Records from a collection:
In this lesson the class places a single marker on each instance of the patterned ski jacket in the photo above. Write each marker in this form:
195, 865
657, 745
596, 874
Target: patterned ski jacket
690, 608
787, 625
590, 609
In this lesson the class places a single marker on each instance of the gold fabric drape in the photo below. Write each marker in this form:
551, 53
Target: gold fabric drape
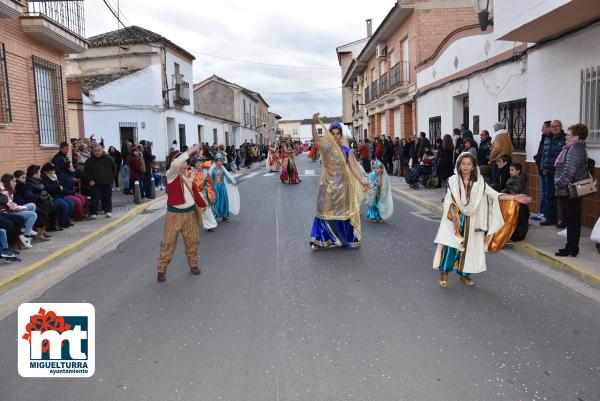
340, 194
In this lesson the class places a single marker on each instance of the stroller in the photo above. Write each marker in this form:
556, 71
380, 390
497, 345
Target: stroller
420, 174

(WHAT THE EXERCISE ASKS):
Copy out every line of the records above word for word, leaving the pictures out of your answer.

(REPLY):
In this lesson the class places a single marker on each instance of the patterned ski jacket in the photo above. Write each marker in this form:
195, 865
657, 745
596, 874
Target: patterned ski jacket
690, 608
787, 625
590, 609
In this lesson the class places a single marker on each instance of the gold fabric drape in the photo below. Write each marker in this form:
551, 53
Target: gold fabric drape
340, 194
In this lesson the class places a single marker on each instance of the stroller in the photo above. Write each marker in this form:
556, 71
380, 390
497, 345
Target: stroller
420, 174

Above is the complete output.